Every record must appear in your copy exactly as written, with no pictures.

*** Opening of GIVEN RECORDS ***

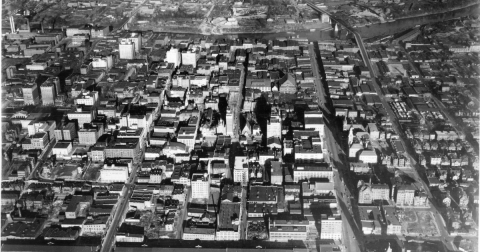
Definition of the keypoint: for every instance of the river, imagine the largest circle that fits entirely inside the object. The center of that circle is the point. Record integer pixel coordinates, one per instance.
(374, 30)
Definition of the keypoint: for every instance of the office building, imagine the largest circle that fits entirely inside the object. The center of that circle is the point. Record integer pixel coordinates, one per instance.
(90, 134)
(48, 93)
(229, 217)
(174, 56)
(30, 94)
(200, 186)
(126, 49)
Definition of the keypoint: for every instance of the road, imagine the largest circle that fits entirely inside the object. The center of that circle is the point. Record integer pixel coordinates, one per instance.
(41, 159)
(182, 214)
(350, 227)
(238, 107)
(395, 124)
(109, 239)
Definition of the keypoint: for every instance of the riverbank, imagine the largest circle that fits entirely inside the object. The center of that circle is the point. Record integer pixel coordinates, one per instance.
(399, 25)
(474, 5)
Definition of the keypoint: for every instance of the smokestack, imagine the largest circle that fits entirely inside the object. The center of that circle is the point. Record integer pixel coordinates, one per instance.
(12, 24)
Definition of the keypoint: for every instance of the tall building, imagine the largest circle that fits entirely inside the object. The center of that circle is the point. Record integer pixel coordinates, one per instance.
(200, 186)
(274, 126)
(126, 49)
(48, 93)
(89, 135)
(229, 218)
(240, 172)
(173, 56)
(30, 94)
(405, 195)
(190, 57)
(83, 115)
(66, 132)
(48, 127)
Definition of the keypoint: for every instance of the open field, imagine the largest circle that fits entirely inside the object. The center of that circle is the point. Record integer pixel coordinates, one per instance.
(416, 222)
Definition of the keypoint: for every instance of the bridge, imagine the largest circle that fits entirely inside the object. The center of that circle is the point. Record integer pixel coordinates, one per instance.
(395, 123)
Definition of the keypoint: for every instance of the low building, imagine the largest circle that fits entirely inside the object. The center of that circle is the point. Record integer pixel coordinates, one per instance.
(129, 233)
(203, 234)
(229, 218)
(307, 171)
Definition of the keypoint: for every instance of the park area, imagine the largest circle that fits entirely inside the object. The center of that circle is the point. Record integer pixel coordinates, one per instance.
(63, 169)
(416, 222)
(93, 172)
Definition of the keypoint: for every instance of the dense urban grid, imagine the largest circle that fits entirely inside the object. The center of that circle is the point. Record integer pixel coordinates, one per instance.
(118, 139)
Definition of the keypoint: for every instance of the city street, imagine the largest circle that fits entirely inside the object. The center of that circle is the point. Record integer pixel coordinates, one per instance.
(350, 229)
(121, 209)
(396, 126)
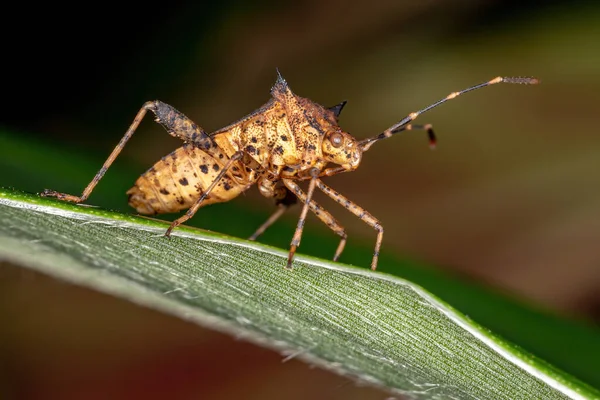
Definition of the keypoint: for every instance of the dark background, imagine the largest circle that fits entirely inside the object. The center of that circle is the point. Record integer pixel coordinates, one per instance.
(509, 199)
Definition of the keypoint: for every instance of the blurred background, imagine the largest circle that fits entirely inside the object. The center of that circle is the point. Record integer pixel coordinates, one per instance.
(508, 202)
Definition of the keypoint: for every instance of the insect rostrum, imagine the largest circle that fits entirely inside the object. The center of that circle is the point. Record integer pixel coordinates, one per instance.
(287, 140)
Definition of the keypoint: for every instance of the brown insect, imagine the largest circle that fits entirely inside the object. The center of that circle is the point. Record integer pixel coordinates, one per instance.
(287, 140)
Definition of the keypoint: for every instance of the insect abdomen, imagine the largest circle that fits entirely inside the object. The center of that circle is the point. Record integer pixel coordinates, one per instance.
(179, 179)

*** Close of GIVEN RECORDS ***

RESPONSE AREA.
Definition of the keypoint: for every instance of the river, imagine the largest circle that fits entirely inside the object. The center of that circle is the point. Record integer pixel coordinates, one per instance.
(374, 30)
Definition of the keypoint: for every instance of the office building, imagine the largest circle that fits entirely inside the object. The center of that circle is the point. Record integer pixel coordinates, one per instance.
(90, 134)
(48, 93)
(229, 217)
(174, 56)
(30, 94)
(200, 186)
(126, 49)
Definition of the keypoint: for every instance of the road, imagine the largest circle that fits entirely inside the object. The center of that circle is the point. Record integer pixel coordinates, one per instance.
(41, 159)
(182, 214)
(350, 227)
(238, 107)
(395, 124)
(109, 239)
Definition of the keypoint: for every instance of the riverbank, imagine the largest circle that fits entirely inside the object. The center of that circle is the point. Record integer pixel coordinates, one per instance.
(399, 25)
(474, 5)
Definition of the keypoint: for every instance of the smokestack, imagine the largest circle that fits entirely inside the object. The center of that circle is the point. Record integer pixel coordinates, one per instance.
(12, 24)
Definition of the keypoint: for every instance of the tall building, imagine the largest circle that fits entirely inside the object. The center of that circle is the point. Record integer pixel coordinates, one per instance.
(200, 186)
(274, 126)
(126, 49)
(48, 93)
(89, 135)
(229, 218)
(240, 172)
(173, 56)
(30, 94)
(405, 195)
(190, 57)
(83, 115)
(66, 132)
(48, 127)
Definition of the keypoint: for every instance of the open field, imagine the largest circle that fits entirely inside the object. The center of that circle is the point. Record integer pixel coordinates, one per instance.
(416, 222)
Definition of the keypoint: for every instance of the bridge, imagine the largest circle that fits entirely inside the object. The center of that circle is the point. Record integer pixel coordinates, one per instance.
(395, 123)
Definition of the keypoint: for every instance of the low building, imagine the largest circle that fits entirely inside the object. The center of that circle is the point. Record integer pixel coordinates, one per instance.
(129, 233)
(203, 234)
(229, 218)
(307, 171)
Definition of the keypoint: for every instance of the park area, imagine the largest circle that fits entirely inside the object. The center of that circle is the point. Record integer pixel coordinates, one per instance.
(63, 169)
(416, 222)
(93, 172)
Definition of the keypoint: for every instance of the dense urban grid, imagine the largest circle that fits entirely inside the object. The center of that circle is the point. Record integer pixel coordinates, one per instance.
(118, 139)
Definition of the keypoint: for every instance of the city street, imagine the largest circle that fits entirely inside the object. The center of that circle is the point. Record integer pixel coordinates, one per instance.
(350, 229)
(121, 209)
(396, 126)
Definition of the keypoint: for every instance of the dark background, imagine the largest circle that fits entirely inside the object. The center of that circle is the point. Record integer pixel coordinates, one per instance.
(509, 199)
Definition of the keypoint: for every instance of the blurred background, imagine the largest circle that fits entirely inside the object. The center of that circle is the point. Record integer pixel coordinates, one per instance.
(508, 202)
Definition of the keypoint: for every instance of the insect rostrum, imagine the largest circle that fits entirely inside the object. The center of that circle is the point. Record integer pixel coordinates, one per instance.
(287, 140)
Definition of the keypoint: for every instance of the brown insect, imagine the largest circle that fits entirely inside the object. The center of that circle is the point. Record integer pixel coordinates, one per instance.
(287, 140)
Definition of the keypoint: for every instance of the insect abdomen, imagine the largest circle that fits entirely inside the object. The center of that circle is the point. Record integer pixel coordinates, one per instance.
(179, 179)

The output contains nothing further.